● What you will do
1. In the passage on organizational learning, which author is cited for more details on definitions that give different weightings to cognitive or behavioural developments?
2. Rewrite the paragraph of the organizational learning passage that begins "There has been keen discussion" as a short bulleted list that keeps its main facts.

--- Start Quoted passage ---

There has been keen discussion on organizational learning (OL) and learning organizations in recent years. At the moment, as various typologies of extant OL theories or models demonstrate (e.g. Easterby-Smith, 2005; Fiol and Lyles, 1985; Miner and Mezias, 2004; Shrivastava, 1983), these models are not as yet synergistic, but instead OL research is scattered across different scientific fields. There are many different, partially overlapping, approaches to both organizational learning and learning organizations.

The processual approach is taken by some, whilst others concentrate on finding out who are the main actors of organizational learning. . adaptive learning, assumption sharing, the development of the knowledge base and also institutionalized experience effects (for more details see Shrivastava, 1983). By giving different weightings to either cognitive or to behavioural developments, even more definitions, such as the evolutionary development of learning systems, habit formation, the discovery of new cognitive modes and the diversification of outcomes have been introduced (for more details see Fiol and Lyles, 1985).

--- End Quoted passage ---
--- Start Data ---

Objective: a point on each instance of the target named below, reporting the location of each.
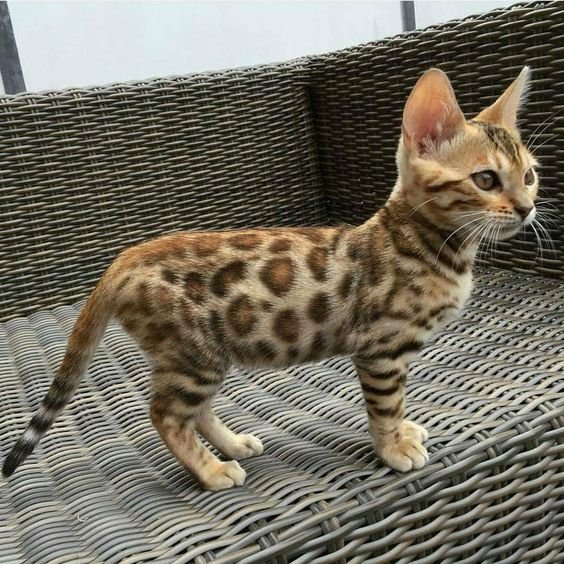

--- End Data ---

● Solutions to each task
1. Fiol and Lyles (1985).

2.
- Organizational learning (OL) and learning organizations have been keenly discussed in recent years.
- Typologies of existing OL theories and models show that these models are not yet synergistic.
- OL research is scattered across different scientific fields.
- Many different, partially overlapping approaches exist to both organizational learning and learning organizations.